■ **What you have to do**:
Filter the lines below down to those containing the string "masonry", and copy each of them out whole. Case counts.

■ **Dataset extract**:
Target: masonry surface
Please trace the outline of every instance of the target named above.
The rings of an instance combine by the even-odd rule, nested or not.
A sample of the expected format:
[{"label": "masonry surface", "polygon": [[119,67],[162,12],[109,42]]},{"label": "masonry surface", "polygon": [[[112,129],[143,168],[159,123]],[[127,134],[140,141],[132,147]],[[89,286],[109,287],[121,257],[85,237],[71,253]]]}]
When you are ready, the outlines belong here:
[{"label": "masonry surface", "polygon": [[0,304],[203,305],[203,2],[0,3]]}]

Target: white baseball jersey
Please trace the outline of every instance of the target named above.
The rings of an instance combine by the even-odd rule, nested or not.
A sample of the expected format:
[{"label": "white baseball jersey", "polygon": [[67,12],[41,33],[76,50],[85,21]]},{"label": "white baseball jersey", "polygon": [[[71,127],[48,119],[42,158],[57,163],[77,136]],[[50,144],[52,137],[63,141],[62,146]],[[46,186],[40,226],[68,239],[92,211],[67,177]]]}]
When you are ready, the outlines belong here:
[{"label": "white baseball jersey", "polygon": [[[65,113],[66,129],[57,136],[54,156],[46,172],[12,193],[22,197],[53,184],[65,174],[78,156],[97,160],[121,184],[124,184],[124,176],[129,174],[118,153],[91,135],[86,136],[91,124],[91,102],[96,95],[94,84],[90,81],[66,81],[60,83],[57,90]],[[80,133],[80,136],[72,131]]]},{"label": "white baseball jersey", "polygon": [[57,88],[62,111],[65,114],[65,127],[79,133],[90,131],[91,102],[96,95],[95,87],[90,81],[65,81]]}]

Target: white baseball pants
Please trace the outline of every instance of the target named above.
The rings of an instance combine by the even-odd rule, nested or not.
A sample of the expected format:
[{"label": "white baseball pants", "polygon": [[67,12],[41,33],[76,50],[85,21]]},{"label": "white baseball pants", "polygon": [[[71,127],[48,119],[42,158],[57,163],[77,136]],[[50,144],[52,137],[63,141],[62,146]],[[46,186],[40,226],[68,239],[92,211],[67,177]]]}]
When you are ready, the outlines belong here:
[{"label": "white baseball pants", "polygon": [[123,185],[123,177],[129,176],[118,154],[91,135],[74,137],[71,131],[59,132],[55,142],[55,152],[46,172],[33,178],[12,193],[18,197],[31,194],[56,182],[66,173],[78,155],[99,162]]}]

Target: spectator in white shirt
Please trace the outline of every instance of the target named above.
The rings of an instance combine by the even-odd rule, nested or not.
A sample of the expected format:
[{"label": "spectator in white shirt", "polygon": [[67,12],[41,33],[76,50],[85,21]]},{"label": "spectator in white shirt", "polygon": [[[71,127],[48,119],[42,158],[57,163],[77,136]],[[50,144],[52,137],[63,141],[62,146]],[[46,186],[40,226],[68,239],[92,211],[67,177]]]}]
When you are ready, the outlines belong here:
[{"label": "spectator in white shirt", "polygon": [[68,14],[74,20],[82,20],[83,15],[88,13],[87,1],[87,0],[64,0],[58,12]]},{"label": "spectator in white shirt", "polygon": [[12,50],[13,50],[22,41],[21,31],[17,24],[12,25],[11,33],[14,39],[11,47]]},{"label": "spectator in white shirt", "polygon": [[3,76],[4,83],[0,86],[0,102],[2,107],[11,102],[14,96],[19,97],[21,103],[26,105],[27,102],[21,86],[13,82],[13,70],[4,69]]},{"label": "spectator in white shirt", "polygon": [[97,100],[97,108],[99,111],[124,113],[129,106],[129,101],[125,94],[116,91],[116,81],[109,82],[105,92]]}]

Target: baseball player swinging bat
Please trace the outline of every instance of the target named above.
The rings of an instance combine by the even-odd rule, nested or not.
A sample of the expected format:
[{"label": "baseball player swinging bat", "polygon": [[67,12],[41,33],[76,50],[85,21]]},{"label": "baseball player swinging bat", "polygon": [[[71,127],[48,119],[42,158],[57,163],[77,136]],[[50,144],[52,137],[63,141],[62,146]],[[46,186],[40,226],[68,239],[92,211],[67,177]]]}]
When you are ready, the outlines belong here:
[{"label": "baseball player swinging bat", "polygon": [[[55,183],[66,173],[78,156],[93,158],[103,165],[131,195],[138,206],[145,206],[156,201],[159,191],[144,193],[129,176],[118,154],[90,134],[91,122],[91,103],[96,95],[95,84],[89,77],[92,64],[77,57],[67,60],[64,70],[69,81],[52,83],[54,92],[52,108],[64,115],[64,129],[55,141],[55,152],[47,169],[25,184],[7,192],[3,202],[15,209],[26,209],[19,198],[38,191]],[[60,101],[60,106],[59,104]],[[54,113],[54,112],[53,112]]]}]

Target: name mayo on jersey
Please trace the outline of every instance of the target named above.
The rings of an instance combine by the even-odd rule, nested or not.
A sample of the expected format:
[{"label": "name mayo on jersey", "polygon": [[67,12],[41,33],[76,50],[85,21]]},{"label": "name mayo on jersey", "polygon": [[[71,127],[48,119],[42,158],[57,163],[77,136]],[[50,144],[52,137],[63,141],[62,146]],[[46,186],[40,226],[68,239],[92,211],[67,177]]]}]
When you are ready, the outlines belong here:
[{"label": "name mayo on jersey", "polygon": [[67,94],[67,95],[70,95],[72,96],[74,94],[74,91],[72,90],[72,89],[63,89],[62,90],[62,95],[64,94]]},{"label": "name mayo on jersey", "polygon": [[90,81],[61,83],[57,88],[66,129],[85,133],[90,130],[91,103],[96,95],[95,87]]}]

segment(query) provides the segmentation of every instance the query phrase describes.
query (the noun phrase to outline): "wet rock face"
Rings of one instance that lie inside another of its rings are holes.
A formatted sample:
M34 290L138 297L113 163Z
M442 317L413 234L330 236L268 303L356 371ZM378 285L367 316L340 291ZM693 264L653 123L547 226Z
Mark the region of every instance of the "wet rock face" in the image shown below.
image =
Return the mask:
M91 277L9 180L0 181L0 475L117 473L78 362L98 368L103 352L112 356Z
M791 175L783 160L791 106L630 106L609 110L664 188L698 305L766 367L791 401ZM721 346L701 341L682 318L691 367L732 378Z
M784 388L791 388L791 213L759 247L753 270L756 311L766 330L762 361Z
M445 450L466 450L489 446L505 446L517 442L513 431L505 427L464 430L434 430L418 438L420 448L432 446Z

■ **Response to the task**:
Target: masonry surface
[{"label": "masonry surface", "polygon": [[119,67],[162,12],[109,42]]},{"label": "masonry surface", "polygon": [[[112,129],[143,168],[159,123]],[[127,134],[140,141],[132,147]],[[89,286],[109,287],[121,257],[85,237],[71,253]]]}]
[{"label": "masonry surface", "polygon": [[0,304],[203,305],[203,2],[0,3]]}]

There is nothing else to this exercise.